WRITTEN EXERCISE - Please count the lines in the records below that contain the string "frames", matching case exactly, and reply with the number alone.

PROVIDED DATA -
§

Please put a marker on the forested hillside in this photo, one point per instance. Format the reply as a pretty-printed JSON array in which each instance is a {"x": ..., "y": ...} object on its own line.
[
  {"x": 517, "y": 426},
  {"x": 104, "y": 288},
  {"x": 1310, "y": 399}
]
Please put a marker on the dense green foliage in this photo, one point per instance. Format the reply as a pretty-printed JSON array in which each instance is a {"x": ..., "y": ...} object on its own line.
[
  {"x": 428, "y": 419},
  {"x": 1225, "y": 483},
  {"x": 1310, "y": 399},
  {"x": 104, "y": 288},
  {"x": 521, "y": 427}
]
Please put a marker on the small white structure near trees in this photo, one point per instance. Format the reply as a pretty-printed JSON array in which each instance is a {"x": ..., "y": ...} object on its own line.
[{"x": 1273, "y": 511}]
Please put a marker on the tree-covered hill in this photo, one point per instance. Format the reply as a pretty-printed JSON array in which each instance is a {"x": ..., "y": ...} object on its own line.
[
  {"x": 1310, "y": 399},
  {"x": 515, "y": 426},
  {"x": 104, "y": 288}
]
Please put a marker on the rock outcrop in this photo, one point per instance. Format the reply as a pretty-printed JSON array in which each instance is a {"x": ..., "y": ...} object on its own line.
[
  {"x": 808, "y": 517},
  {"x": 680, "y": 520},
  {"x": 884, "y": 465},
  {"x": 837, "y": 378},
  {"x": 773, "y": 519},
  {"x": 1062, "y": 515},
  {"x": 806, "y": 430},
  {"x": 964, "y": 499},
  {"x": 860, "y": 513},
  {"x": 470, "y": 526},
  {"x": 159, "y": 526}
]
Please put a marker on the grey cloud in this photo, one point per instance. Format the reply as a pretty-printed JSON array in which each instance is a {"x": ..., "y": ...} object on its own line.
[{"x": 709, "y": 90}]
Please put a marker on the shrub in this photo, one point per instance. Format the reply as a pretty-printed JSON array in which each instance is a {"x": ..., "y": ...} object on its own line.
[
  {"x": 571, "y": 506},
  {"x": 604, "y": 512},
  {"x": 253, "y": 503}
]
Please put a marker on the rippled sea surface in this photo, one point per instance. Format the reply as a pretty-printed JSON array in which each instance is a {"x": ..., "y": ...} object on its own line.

§

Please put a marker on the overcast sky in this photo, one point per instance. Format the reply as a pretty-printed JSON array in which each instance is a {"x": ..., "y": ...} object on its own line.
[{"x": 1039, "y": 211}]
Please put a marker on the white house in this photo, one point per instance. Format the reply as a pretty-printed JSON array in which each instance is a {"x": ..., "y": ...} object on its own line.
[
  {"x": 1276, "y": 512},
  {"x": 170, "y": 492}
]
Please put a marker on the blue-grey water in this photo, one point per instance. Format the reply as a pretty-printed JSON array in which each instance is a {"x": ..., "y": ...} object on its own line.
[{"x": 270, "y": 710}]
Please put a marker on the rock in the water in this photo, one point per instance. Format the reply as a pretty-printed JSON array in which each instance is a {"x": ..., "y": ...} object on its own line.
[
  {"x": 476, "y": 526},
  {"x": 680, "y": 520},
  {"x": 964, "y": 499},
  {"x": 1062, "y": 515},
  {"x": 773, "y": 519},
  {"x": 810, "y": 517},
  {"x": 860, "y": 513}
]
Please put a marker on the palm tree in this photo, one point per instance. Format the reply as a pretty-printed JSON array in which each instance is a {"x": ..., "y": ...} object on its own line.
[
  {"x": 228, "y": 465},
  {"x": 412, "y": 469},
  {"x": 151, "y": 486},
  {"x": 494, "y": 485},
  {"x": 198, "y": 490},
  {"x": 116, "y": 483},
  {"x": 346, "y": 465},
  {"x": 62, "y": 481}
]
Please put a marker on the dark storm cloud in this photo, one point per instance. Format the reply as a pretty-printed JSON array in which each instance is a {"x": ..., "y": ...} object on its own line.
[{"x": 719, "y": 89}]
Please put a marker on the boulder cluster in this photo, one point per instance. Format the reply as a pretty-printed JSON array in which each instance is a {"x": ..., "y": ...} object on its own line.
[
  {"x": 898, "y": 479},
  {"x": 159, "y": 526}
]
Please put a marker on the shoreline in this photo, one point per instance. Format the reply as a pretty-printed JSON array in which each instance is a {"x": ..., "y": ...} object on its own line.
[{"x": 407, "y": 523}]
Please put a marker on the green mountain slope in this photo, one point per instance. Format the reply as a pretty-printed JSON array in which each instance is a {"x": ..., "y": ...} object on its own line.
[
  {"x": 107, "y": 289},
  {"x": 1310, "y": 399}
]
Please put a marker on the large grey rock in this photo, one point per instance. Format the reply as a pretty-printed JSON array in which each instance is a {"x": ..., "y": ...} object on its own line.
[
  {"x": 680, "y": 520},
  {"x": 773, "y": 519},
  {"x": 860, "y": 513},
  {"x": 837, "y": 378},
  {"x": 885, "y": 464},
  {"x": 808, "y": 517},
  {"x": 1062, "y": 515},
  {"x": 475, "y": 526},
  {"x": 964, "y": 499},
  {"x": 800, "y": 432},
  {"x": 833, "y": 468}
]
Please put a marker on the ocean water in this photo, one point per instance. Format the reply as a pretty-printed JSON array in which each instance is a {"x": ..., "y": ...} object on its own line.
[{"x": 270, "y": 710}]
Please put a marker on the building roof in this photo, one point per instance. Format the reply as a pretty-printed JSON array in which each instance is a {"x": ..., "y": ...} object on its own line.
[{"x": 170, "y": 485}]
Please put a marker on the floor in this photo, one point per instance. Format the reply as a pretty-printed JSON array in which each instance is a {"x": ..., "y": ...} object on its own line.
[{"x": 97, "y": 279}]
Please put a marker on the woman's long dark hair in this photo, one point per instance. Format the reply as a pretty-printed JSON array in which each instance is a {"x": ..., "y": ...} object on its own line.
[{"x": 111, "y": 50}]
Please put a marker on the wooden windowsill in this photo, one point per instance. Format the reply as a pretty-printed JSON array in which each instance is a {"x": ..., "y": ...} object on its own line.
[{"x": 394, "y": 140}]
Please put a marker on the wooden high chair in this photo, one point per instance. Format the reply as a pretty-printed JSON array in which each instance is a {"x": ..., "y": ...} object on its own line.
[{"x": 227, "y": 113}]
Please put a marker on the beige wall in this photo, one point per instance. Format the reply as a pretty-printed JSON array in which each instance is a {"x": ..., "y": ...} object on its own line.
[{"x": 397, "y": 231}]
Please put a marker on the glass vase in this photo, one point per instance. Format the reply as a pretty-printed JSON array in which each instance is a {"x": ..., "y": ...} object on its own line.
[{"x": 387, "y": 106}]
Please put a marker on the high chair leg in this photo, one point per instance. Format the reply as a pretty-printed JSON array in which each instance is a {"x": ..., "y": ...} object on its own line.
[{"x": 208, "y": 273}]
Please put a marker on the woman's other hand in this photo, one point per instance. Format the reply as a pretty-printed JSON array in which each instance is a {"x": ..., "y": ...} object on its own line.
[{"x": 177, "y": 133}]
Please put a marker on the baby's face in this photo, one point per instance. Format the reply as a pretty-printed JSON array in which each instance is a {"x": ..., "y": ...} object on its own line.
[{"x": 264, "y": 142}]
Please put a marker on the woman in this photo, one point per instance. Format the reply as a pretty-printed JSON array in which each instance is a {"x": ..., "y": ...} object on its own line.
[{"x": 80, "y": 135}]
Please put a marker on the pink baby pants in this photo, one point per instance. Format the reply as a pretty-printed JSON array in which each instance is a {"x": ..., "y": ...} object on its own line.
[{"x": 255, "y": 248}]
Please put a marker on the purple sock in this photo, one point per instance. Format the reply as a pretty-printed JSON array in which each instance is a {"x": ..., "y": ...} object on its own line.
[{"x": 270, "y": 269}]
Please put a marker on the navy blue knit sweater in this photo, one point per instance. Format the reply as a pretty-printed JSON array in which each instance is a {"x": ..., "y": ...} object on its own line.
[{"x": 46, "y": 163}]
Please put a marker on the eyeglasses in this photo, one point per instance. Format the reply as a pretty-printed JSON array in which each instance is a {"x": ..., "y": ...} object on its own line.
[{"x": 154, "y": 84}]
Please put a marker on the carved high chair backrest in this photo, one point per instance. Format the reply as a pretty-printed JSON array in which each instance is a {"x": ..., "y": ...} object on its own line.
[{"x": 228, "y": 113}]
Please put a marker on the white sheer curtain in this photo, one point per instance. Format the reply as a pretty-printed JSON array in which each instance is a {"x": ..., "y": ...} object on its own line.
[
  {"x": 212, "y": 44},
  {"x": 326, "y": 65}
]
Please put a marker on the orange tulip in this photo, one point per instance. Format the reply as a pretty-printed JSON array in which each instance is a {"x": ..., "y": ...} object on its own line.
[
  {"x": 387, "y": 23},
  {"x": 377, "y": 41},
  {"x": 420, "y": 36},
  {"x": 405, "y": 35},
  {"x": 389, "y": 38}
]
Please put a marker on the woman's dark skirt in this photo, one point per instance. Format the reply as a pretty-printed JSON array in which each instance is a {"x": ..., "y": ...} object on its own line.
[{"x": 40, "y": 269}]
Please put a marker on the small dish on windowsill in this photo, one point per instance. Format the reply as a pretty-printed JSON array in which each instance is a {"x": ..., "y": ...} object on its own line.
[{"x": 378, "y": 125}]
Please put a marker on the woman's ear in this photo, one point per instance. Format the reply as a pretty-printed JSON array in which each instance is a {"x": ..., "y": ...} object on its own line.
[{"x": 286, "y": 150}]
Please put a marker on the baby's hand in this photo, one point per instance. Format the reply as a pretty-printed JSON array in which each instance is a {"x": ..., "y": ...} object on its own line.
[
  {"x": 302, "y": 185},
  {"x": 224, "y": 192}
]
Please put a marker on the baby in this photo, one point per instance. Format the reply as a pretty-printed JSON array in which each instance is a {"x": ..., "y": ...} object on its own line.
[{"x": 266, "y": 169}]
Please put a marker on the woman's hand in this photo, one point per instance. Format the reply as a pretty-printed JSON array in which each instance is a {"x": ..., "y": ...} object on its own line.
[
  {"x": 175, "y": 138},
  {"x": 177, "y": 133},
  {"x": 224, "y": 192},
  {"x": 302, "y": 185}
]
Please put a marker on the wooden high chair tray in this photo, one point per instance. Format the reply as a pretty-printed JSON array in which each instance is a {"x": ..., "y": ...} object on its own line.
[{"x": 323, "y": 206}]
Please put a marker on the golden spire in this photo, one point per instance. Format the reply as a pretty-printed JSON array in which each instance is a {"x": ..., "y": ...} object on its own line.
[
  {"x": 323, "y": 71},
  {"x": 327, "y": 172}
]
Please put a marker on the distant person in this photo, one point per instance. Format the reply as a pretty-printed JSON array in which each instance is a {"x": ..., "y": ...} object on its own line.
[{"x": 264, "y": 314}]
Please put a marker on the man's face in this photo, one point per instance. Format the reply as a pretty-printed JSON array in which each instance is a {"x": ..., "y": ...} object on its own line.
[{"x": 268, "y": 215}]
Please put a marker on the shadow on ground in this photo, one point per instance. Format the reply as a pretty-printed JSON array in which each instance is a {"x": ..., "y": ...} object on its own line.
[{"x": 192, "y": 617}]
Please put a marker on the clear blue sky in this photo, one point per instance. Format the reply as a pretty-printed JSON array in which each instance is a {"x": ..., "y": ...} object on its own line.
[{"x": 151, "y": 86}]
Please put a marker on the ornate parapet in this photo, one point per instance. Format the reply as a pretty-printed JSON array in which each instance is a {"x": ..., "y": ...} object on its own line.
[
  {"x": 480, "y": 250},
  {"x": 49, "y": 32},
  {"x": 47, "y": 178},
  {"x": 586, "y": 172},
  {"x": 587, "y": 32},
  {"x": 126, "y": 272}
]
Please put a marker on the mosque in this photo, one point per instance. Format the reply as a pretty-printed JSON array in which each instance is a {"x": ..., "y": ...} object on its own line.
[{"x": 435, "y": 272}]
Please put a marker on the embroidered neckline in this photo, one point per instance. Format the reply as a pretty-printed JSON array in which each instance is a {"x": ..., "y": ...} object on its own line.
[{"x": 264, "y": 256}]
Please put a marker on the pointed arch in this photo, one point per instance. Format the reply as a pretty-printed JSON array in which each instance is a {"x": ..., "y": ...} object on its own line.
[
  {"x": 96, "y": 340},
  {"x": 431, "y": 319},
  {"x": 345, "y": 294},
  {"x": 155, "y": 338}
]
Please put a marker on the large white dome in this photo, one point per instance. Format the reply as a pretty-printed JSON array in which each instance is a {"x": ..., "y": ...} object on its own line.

§

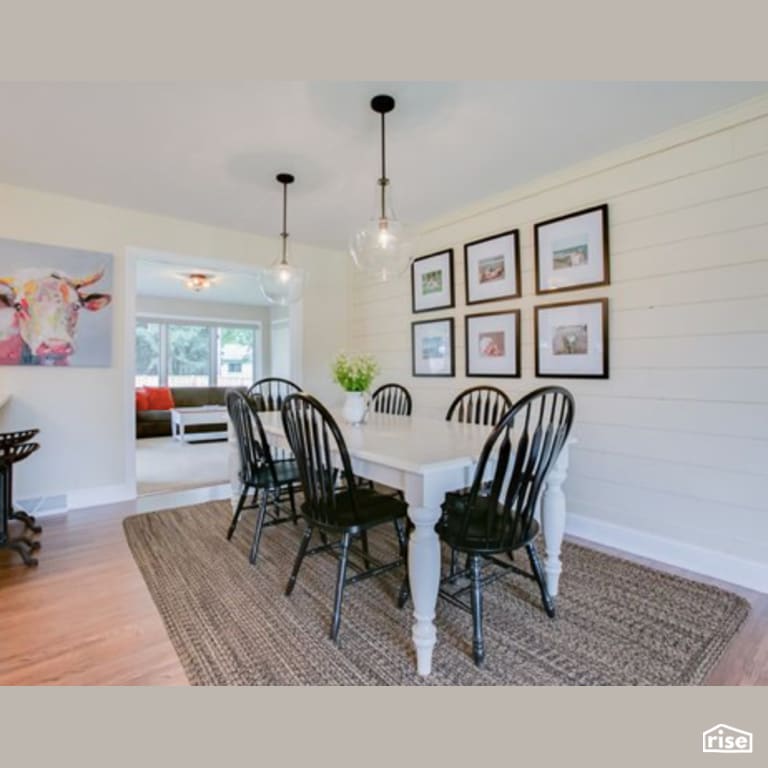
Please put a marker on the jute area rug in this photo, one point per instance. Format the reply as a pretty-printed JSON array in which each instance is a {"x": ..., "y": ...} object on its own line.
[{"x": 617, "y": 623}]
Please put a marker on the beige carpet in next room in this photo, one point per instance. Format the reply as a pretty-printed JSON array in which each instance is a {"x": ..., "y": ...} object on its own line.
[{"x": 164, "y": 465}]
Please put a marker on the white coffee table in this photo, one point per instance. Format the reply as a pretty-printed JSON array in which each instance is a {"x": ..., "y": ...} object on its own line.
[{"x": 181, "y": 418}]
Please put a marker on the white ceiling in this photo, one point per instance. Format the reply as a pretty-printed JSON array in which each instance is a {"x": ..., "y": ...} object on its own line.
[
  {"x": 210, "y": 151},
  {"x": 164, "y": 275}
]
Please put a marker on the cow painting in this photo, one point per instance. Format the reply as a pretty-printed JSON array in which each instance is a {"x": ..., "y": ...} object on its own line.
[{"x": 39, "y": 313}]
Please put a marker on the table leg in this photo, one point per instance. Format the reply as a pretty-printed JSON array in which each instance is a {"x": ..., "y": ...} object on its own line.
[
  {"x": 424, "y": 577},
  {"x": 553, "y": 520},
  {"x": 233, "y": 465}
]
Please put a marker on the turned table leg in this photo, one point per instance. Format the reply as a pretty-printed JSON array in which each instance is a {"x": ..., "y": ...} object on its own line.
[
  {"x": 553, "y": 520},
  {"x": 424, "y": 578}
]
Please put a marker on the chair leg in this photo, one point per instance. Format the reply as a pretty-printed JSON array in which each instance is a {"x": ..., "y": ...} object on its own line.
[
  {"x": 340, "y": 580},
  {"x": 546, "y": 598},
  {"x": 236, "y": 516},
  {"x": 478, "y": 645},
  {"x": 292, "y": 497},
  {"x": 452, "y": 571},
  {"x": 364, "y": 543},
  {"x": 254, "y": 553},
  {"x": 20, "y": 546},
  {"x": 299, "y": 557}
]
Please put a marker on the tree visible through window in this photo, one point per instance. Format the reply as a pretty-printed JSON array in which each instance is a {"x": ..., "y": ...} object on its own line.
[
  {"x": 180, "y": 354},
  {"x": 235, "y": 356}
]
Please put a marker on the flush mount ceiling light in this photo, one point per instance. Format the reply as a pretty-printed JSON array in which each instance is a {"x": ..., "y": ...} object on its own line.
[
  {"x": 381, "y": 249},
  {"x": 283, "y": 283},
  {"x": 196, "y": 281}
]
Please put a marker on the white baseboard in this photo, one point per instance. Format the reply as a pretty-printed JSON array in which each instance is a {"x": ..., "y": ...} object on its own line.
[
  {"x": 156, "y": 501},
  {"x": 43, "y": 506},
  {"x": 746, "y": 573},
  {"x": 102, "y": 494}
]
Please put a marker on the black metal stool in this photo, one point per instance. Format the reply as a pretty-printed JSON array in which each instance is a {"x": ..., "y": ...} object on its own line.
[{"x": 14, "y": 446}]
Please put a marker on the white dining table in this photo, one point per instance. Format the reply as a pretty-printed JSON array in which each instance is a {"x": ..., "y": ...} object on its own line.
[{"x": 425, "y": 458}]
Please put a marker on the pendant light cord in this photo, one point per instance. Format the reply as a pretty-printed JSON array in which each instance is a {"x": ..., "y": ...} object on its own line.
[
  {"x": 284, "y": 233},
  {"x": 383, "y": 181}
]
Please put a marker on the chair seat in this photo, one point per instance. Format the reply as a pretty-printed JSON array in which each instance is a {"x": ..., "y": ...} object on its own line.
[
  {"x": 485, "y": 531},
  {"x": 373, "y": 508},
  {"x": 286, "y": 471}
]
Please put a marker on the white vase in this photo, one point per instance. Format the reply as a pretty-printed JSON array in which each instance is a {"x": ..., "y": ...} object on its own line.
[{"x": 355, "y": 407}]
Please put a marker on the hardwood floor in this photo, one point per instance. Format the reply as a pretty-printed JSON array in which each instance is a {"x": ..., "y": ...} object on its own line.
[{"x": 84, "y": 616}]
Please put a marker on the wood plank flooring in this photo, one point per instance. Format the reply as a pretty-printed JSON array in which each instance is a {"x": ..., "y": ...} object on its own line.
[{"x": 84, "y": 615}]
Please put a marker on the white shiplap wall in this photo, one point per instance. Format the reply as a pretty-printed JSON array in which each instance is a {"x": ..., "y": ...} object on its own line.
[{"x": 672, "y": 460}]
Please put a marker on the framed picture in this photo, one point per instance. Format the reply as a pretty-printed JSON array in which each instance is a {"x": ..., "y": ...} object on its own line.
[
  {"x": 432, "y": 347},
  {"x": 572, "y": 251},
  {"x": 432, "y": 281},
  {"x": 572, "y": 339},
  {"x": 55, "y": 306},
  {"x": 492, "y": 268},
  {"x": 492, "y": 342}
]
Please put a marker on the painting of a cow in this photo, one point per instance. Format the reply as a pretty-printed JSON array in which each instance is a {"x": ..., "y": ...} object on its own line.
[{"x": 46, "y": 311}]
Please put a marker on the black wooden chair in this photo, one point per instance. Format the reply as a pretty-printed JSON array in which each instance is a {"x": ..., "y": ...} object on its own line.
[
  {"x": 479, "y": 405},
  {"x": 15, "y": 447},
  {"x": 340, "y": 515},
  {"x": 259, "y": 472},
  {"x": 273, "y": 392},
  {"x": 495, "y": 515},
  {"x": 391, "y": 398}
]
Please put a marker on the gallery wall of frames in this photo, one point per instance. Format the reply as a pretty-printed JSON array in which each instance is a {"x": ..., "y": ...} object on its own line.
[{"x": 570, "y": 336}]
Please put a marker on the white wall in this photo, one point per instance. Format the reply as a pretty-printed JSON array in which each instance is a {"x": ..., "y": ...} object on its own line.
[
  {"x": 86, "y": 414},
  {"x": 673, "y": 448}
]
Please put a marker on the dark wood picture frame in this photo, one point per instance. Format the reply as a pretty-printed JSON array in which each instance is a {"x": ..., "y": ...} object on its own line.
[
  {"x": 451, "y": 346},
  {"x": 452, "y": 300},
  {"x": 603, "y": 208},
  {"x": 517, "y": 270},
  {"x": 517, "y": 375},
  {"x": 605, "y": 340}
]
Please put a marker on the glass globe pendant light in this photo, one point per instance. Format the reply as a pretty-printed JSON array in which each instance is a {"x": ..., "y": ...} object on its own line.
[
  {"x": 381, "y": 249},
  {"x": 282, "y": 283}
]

§

THE COMPLETED TASK - 1